* REQUIRED ACTION *
Please copy every line below that contains the string "blurred".
··· LISTED ENTRIES ···
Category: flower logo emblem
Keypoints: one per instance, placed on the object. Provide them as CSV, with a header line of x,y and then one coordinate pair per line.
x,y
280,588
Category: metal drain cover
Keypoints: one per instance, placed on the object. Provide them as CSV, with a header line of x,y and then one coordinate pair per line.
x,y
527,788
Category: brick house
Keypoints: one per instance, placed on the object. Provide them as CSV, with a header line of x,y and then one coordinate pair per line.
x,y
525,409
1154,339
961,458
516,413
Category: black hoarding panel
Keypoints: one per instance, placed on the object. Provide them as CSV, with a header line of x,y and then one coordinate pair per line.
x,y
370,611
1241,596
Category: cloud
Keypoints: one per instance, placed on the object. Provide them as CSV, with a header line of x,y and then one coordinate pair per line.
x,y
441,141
···
··· LISTED ENTRIES ···
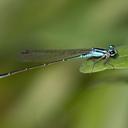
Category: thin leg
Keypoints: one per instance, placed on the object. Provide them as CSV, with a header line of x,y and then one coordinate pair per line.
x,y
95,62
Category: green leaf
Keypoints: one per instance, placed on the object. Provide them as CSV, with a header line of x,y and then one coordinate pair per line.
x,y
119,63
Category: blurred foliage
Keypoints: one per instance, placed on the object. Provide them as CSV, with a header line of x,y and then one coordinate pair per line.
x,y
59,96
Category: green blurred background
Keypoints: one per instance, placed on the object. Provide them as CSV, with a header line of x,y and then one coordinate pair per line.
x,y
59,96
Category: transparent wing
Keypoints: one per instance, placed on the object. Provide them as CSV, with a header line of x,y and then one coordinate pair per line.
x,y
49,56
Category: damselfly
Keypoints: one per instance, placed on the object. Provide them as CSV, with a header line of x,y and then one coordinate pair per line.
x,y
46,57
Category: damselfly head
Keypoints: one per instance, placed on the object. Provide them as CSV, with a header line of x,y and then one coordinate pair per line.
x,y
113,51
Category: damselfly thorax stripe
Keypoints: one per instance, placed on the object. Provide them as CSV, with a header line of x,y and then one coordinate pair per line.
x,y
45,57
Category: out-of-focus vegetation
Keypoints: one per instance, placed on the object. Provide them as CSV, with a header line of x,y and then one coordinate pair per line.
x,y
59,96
···
* WORKED SOLUTION *
Category: blurred foliage
Category: green blurred background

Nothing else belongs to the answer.